> **SET PROBLEM**
Please repeat all of the lines that follow, exactly as written.

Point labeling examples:

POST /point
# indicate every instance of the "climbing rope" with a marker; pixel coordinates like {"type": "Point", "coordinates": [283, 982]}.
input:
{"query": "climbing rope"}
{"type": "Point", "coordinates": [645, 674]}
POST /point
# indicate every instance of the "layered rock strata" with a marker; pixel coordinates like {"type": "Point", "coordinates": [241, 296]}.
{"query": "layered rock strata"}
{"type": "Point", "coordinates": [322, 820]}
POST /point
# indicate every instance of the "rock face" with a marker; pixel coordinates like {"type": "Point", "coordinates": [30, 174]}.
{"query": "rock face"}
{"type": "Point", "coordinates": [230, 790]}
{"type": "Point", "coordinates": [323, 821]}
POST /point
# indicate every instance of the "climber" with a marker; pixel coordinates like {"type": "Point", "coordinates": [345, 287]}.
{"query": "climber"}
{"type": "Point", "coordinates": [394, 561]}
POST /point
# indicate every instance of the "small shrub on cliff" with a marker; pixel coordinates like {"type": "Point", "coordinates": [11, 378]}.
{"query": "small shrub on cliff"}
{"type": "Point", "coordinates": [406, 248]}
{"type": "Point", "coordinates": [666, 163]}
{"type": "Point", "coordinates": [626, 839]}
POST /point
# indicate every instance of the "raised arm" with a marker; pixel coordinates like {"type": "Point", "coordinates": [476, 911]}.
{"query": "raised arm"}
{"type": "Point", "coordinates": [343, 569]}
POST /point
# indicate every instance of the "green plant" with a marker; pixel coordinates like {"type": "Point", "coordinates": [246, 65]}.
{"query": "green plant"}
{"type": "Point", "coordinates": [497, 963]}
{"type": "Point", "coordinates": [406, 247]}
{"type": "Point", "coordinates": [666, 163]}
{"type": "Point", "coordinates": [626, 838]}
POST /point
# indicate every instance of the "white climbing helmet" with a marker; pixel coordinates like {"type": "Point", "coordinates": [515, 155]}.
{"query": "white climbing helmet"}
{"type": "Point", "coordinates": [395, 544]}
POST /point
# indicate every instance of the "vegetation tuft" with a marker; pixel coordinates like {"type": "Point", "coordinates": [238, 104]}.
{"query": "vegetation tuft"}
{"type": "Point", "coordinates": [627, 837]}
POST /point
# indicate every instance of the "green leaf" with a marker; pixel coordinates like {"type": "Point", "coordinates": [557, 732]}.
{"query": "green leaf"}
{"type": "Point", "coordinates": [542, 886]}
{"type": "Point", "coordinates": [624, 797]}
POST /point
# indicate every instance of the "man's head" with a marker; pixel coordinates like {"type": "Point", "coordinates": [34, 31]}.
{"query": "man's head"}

> **EXERCISE RESPONSE**
POST /point
# indicate every instance of the "climbing rope" with a marker; pixel coordinates like {"type": "Point", "coordinates": [283, 982]}.
input:
{"query": "climbing rope"}
{"type": "Point", "coordinates": [645, 674]}
POST /point
# indicate every instance of the "layered rock strata" with a marker; pixel coordinates like {"type": "Point", "coordinates": [241, 296]}.
{"query": "layered rock strata"}
{"type": "Point", "coordinates": [322, 820]}
POST /point
# indicate every instance of the "rock face" with a marker; pixel coordinates like {"type": "Point", "coordinates": [30, 174]}.
{"query": "rock face"}
{"type": "Point", "coordinates": [230, 790]}
{"type": "Point", "coordinates": [323, 821]}
POST /point
# indicate every instance of the "climber" with a marker; pixel coordinates like {"type": "Point", "coordinates": [345, 287]}.
{"query": "climber"}
{"type": "Point", "coordinates": [394, 561]}
POST /point
# indicate every instance of the "small shrub on cliff" with a marker; pixel coordinates like {"type": "Point", "coordinates": [11, 378]}.
{"query": "small shrub on cliff"}
{"type": "Point", "coordinates": [406, 248]}
{"type": "Point", "coordinates": [666, 163]}
{"type": "Point", "coordinates": [626, 839]}
POST /point
# indicate every instance of the "raised arm" with a marker; pixel coordinates like {"type": "Point", "coordinates": [476, 911]}.
{"query": "raised arm"}
{"type": "Point", "coordinates": [343, 569]}
POST /point
# indicate every instance of the "green plant" with a marker; pixel coordinates like {"type": "Point", "coordinates": [246, 65]}.
{"query": "green plant"}
{"type": "Point", "coordinates": [497, 963]}
{"type": "Point", "coordinates": [406, 247]}
{"type": "Point", "coordinates": [666, 163]}
{"type": "Point", "coordinates": [626, 838]}
POST /point
# indicate every instance of the "white climbing helmet" with a marker; pixel coordinates like {"type": "Point", "coordinates": [515, 155]}.
{"query": "white climbing helmet"}
{"type": "Point", "coordinates": [395, 544]}
POST /point
# indicate every instance of the "vegetation tuft" with a marker; pixel coordinates like {"type": "Point", "coordinates": [238, 104]}.
{"query": "vegetation tuft"}
{"type": "Point", "coordinates": [627, 837]}
POST /point
# indicate every instance of the "green leaf" with a marker; pixel coordinates like {"type": "Point", "coordinates": [557, 732]}.
{"query": "green leaf"}
{"type": "Point", "coordinates": [542, 886]}
{"type": "Point", "coordinates": [624, 797]}
POST /point
# indicate every instance of the "man's head" with a marker; pixel coordinates like {"type": "Point", "coordinates": [34, 31]}.
{"query": "man's head"}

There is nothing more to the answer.